--- start of Extracted entries ---

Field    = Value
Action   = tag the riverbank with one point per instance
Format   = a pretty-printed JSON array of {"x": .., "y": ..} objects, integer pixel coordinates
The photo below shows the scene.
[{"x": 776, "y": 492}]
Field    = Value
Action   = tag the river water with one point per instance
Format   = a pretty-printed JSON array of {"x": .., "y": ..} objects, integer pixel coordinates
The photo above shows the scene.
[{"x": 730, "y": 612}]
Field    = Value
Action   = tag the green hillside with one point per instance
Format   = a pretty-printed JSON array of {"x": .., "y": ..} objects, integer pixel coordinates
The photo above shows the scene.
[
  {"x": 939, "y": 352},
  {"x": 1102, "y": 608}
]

--- end of Extracted entries ---
--- start of Extracted entries ---

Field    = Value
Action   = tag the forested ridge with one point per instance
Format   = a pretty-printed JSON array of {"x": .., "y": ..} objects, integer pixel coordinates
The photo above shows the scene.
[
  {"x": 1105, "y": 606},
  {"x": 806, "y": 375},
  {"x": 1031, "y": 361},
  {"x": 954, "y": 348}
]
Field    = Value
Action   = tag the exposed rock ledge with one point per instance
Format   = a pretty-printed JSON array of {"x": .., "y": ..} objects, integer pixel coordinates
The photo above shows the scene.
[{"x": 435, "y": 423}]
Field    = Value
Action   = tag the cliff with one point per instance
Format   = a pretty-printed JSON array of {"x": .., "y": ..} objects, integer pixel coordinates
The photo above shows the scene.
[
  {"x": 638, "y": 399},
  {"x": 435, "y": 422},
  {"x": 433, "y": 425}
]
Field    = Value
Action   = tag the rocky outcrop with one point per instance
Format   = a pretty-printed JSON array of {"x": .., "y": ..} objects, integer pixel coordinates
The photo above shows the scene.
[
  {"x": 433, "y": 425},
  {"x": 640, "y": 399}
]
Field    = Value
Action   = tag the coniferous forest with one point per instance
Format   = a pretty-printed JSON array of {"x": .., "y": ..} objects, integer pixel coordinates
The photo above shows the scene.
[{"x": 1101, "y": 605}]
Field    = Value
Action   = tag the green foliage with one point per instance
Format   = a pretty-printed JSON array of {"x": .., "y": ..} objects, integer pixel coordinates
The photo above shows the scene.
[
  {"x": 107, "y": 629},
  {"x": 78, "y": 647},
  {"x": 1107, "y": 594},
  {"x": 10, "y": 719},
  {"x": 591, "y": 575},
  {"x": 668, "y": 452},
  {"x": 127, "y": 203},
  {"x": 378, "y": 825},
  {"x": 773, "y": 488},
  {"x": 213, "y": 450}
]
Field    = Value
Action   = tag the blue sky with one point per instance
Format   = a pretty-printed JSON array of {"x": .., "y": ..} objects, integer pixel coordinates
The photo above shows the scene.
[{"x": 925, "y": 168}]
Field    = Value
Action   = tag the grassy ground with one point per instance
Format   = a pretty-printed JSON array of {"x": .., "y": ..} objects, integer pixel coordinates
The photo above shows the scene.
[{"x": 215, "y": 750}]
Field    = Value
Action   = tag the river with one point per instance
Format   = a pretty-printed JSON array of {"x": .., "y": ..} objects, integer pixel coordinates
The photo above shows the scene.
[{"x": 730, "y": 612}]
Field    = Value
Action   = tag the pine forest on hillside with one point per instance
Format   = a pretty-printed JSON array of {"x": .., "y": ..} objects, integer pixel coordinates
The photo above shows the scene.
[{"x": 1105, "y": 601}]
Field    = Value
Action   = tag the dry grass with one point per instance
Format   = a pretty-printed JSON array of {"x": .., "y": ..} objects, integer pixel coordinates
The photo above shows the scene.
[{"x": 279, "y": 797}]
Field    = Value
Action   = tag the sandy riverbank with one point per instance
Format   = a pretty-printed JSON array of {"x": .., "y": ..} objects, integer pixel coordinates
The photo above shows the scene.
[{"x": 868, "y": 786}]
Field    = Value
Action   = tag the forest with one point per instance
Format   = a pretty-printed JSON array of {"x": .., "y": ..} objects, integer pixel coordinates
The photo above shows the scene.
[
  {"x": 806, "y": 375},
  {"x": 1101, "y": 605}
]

--- end of Extracted entries ---

[Exercise task] Please extract each line in the records above that contains the word "riverbank".

[Result of the exercise]
Action   = tag the riverbank with one point per instance
Action   = tag the sandy riverbank with one point per instance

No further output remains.